**FRAGMENTO PARA LEER:**
Círculos de la locura
El límite entre la locura y la lucidez es frágil y fantasioso. Baste mencionar el iluminador oxímoron "lúcida locura". En eso pensé esta semana mientras leía la formidable novela (¿o autobiografía novelada?) Sagrada Familia (Seix Barral), del poeta, periodista y narrador, Luis Frontera. En abril, Diana Fernández Irusta publicó en este diario una excelente nota sobre esa obra. No conozco al autor. El libro es la historia de una familia argentina asediada, desde comienzos del siglo XX, por la violencia, la autodestrucción y el desvarío privados y públicos. No se trata sólo de la demencia nacional, sino también de la mundial, particularmente de la española (Guerra Civil). Frontera muestra cómo la enajenación de una sociedad por medio de la política afecta los lazos más íntimos. Las trescientas páginas del libro no tienen nada de libelo o de literatura comprometida, aunque, claramente, Frontera tiene una trayectoria que lo liga a la izquierda. Pero es demasiado buen escritor para que eso perturbe lo que quiere contar; por lo tanto, en esos capítulos en los que abundan las situaciones desesperadas, también fluye el amor, la vida cotidiana y abunda el humor.
La Sagrada familia me hizo recordar tres contactos con la locura. Mis padres y yo hicimos en 1950 el primer viaje a Italia, yo tenía ocho años. En la primera comida, nos sentaron a una mesa redonda para seis personas. A mi izquierda, había un señor, muy callado, aunque a veces hablaba solo. Estaba vestido y peinado con descuido. Tenía un comportamiento raro. Después del café, nos levantamos y nos fuimos.

**CONSIGNA A:** Transcriba el pasaje del texto «Círculos de la locura» que comienza en las palabras "La Sagrada familia" y concluye con las palabras "y nos fuimos.".
**CONSIGNA B:** Según el texto «Círculos de la locura», ¿en qué año se hizo el primer viaje a Italia que allí se relata?
**CONSIGNA C:** Prosiga el texto «Círculos de la locura» a partir de su última oración.

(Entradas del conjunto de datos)
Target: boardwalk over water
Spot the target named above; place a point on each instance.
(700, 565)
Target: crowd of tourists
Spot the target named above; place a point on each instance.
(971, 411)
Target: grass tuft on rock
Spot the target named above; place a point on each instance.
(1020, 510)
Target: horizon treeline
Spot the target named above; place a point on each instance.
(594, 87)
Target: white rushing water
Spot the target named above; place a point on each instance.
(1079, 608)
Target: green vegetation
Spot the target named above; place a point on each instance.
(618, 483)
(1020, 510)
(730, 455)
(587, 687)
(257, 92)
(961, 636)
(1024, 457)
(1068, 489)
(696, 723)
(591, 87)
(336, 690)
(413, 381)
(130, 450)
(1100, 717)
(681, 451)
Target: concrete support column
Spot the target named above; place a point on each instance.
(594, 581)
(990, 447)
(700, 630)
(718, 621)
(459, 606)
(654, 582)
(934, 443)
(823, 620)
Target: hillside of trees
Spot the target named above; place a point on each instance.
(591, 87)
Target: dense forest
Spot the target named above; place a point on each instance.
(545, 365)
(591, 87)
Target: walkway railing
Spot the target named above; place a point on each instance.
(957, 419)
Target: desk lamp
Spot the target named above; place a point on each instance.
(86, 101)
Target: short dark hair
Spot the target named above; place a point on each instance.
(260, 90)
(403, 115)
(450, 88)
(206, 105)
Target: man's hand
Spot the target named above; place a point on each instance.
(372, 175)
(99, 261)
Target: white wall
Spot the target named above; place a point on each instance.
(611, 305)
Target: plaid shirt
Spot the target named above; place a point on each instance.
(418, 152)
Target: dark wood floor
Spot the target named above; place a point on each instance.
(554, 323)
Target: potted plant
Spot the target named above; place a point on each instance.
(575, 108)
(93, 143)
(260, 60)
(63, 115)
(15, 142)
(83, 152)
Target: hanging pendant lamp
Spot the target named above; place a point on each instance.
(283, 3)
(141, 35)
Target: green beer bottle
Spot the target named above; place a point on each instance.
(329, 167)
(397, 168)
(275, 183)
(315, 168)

**SU RESPUESTA A:**
La Sagrada familia me hizo recordar tres contactos con la locura. Mis padres y yo hicimos en 1950 el primer viaje a Italia, yo tenía ocho años. En la primera comida, nos sentaron a una mesa redonda para seis personas. A mi izquierda, había un señor, muy callado, aunque a veces hablaba solo. Estaba vestido y peinado con descuido. Tenía un comportamiento raro. Después del café, nos levantamos y nos fuimos.

**SU RESPUESTA B:** En 1950.

**SU RESPUESTA C:**
A la mañana siguiente, la mitad del barco comentaba los gritos que se habían oído durante la madrugada. Nos enteramos de que mi vecino de mesa había comenzado a lanzar gritos: "¡Soy Jesucristo! ¡Quiero un millón de dólares!". El capitán dio orden de arrestarlo. Los marineros lo encerraron en una celda. Hasta el desembarco, pasó el viaje en su encierro.
El segundo loco que conocí fue un tío materno. Lo apodaban "Tilo". Casi no se hablaba de él en la familia. Según el relato de mi abuela, se volvió loco cuando el esposo de una mujer de la que Tilo era amante lo descubrió con ella, le puso un revólver en la sien y estuvo a punto de matarlo. Desde ese día, perdió la razón. No sé cómo, yo era muy chico, salió durante un período del manicomio y fue visitar a mi madre a la casa donde vivíamos. Llegó una tarde, sin avisar. Mi padre no estaba. Era verano. Nos sentamos en el patio. La visita de Tilo se hacía larga. La charla entre él y mi madre no fluía. Por último, se puso de pie y empezó a dar vueltas a la mesa sin parar. Yo había oído, quizá en un radioteatro, que no se debía contradecir a los locos, por lo tanto, lo imité. Daba vueltas a la mesa, detrás de él. Tilo me vio. Le dio un beso en la mejilla a mi madre y otro a mí. Me acarició la cabeza y se fue.
El tercer loco de mi vida fui yo. En 1988, mi padre y mi madre estaban muy mal de salud (murieron a fines de ese año). Yo no daba abasto para ocuparme de ellos y trabajar. Ese año, la Argentina no pudo pagar la deuda externa, había recesión, inflación y desocupación. Las tres "-ción". El país estaba cayendo en la crisis que, en 1889, terminaría con el gobierno de Alfonsín. En un lapso muy breve, varios amigos míos en el extranjero y en Buenos Aires murieron de sida. A pesar de que yo no tenía síntomas de esa enfermedad, me había convencido de que estaba infectado. Me hice ¡dos! tests, que dieron resultado negativo. Estaba sano. Sin embargo, seguía creyendo, contra toda evidencia, que estaba enfermo. Había cruzado la frontera entre la lucidez y la demencia. Treinta y dos años después, la tormenta perfecta se repite. Hasta ahora, no me hice ningún hisopado para detectar COVID-19.